**WORK TO COMPLETE**
Output every entry exactly as it appears.

Source records
◆ ◆ ◆

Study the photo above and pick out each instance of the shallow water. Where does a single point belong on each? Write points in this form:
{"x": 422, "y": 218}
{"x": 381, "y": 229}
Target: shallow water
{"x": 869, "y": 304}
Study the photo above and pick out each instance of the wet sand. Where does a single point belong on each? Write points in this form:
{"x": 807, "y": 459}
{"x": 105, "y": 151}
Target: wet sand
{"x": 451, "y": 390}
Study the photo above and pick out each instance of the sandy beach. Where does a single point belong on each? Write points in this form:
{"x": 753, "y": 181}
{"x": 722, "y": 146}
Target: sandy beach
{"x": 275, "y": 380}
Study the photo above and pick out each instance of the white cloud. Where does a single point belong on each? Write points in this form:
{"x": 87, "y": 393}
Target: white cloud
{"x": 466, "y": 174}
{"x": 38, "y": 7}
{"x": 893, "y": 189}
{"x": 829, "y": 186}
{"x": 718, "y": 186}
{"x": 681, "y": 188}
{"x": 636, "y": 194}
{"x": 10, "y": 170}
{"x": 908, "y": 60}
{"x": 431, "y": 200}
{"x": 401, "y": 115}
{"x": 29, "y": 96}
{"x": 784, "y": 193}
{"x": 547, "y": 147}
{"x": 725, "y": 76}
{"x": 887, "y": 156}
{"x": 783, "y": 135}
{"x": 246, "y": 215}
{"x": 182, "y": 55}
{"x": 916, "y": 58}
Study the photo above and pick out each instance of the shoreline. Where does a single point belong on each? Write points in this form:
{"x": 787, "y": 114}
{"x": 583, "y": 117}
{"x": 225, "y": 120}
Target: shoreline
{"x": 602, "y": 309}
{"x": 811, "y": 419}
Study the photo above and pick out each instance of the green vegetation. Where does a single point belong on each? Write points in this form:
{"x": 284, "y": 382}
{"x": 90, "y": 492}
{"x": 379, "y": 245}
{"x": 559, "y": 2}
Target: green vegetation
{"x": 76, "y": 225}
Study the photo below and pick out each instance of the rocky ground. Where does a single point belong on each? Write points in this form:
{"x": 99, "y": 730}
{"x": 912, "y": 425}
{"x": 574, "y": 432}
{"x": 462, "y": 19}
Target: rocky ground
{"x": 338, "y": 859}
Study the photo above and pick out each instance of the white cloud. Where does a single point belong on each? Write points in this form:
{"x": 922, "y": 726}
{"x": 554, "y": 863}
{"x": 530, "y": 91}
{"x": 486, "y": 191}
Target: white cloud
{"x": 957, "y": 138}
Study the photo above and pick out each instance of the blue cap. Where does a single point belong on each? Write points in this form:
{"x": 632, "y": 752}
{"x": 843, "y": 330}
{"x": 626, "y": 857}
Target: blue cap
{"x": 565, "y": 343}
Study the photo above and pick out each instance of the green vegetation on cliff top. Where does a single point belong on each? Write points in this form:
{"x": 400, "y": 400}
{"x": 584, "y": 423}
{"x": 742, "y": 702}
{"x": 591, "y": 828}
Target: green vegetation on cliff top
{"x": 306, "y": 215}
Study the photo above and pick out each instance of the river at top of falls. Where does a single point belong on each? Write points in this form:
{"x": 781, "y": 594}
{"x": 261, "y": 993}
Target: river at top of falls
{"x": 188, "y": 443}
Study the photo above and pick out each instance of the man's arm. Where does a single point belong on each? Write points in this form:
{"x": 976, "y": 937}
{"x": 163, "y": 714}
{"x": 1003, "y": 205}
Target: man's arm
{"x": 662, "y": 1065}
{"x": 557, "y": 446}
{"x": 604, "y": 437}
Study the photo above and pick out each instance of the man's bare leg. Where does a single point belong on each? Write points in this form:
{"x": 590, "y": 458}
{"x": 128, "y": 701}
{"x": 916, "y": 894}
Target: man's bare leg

◆ ◆ ◆

**OUTPUT OF THE EXERCISE**
Study the photo above and pick out each instance of the shallow water. Where does a single point belong on each? Write points in this form:
{"x": 422, "y": 218}
{"x": 381, "y": 229}
Target: shallow water
{"x": 869, "y": 304}
Study the photo above and pick out each instance of the wet sand. Where does a single point belong on each? Write points in this form:
{"x": 807, "y": 459}
{"x": 105, "y": 151}
Target: wet sand
{"x": 451, "y": 390}
Study the photo above and pick out each instance of the sandy beach. Where does a single point belong on each? Write points in this form:
{"x": 753, "y": 181}
{"x": 722, "y": 146}
Target: sandy beach
{"x": 275, "y": 380}
Study the photo above and pick out each instance of the white cloud. Where does a single point belong on each? Write points in this form:
{"x": 87, "y": 393}
Target: white cloud
{"x": 466, "y": 174}
{"x": 38, "y": 7}
{"x": 893, "y": 189}
{"x": 829, "y": 186}
{"x": 718, "y": 186}
{"x": 681, "y": 188}
{"x": 636, "y": 194}
{"x": 10, "y": 170}
{"x": 908, "y": 60}
{"x": 431, "y": 200}
{"x": 401, "y": 115}
{"x": 29, "y": 96}
{"x": 784, "y": 193}
{"x": 547, "y": 147}
{"x": 725, "y": 76}
{"x": 887, "y": 156}
{"x": 783, "y": 135}
{"x": 246, "y": 215}
{"x": 182, "y": 55}
{"x": 916, "y": 58}
Study the photo above and pick out each instance of the shoreline. Where does a single point belong on each? Write points in this form:
{"x": 787, "y": 114}
{"x": 583, "y": 117}
{"x": 225, "y": 120}
Target: shoreline
{"x": 602, "y": 309}
{"x": 811, "y": 419}
Study the photo above and pick out each instance of the green vegetation. Where does a single point belong on each? Write points in this form:
{"x": 284, "y": 382}
{"x": 90, "y": 492}
{"x": 379, "y": 245}
{"x": 559, "y": 2}
Target: green vegetation
{"x": 76, "y": 225}
Study the photo below and pick out each instance of the rocky ground. Where does a single point belong on each? Write points in this form:
{"x": 99, "y": 730}
{"x": 912, "y": 425}
{"x": 574, "y": 432}
{"x": 462, "y": 19}
Target: rocky ground
{"x": 338, "y": 859}
Study the photo above and pick out each instance of the white cloud. Where does a single point belong on each? Write points in this form:
{"x": 922, "y": 726}
{"x": 554, "y": 863}
{"x": 530, "y": 91}
{"x": 486, "y": 191}
Target: white cloud
{"x": 957, "y": 138}
Study the photo above and pick out each instance of the blue cap. Where does a single point belong on each? Write points in this form:
{"x": 632, "y": 752}
{"x": 843, "y": 330}
{"x": 626, "y": 857}
Target: blue cap
{"x": 565, "y": 343}
Study the photo above and pick out each instance of the green vegetation on cliff top. Where does a single point belong on each? Write points in this form:
{"x": 400, "y": 400}
{"x": 584, "y": 423}
{"x": 742, "y": 702}
{"x": 591, "y": 828}
Target: green vegetation on cliff top
{"x": 306, "y": 215}
Study the photo above and pick out each instance of the river at top of falls. Where does a single point belong on each? Write points in this form:
{"x": 781, "y": 594}
{"x": 261, "y": 993}
Target: river at top of falls
{"x": 188, "y": 443}
Study the photo above and pick out each instance of the man's arm. Where does a single point belong on each? Write points in this form:
{"x": 976, "y": 937}
{"x": 163, "y": 714}
{"x": 1003, "y": 205}
Target: man's arm
{"x": 662, "y": 1065}
{"x": 557, "y": 446}
{"x": 604, "y": 437}
Study the photo above and pick out each instance of the man's bare leg. Where does a single point belong on each? Write points in this form:
{"x": 590, "y": 458}
{"x": 128, "y": 701}
{"x": 916, "y": 894}
Target: man's bare leg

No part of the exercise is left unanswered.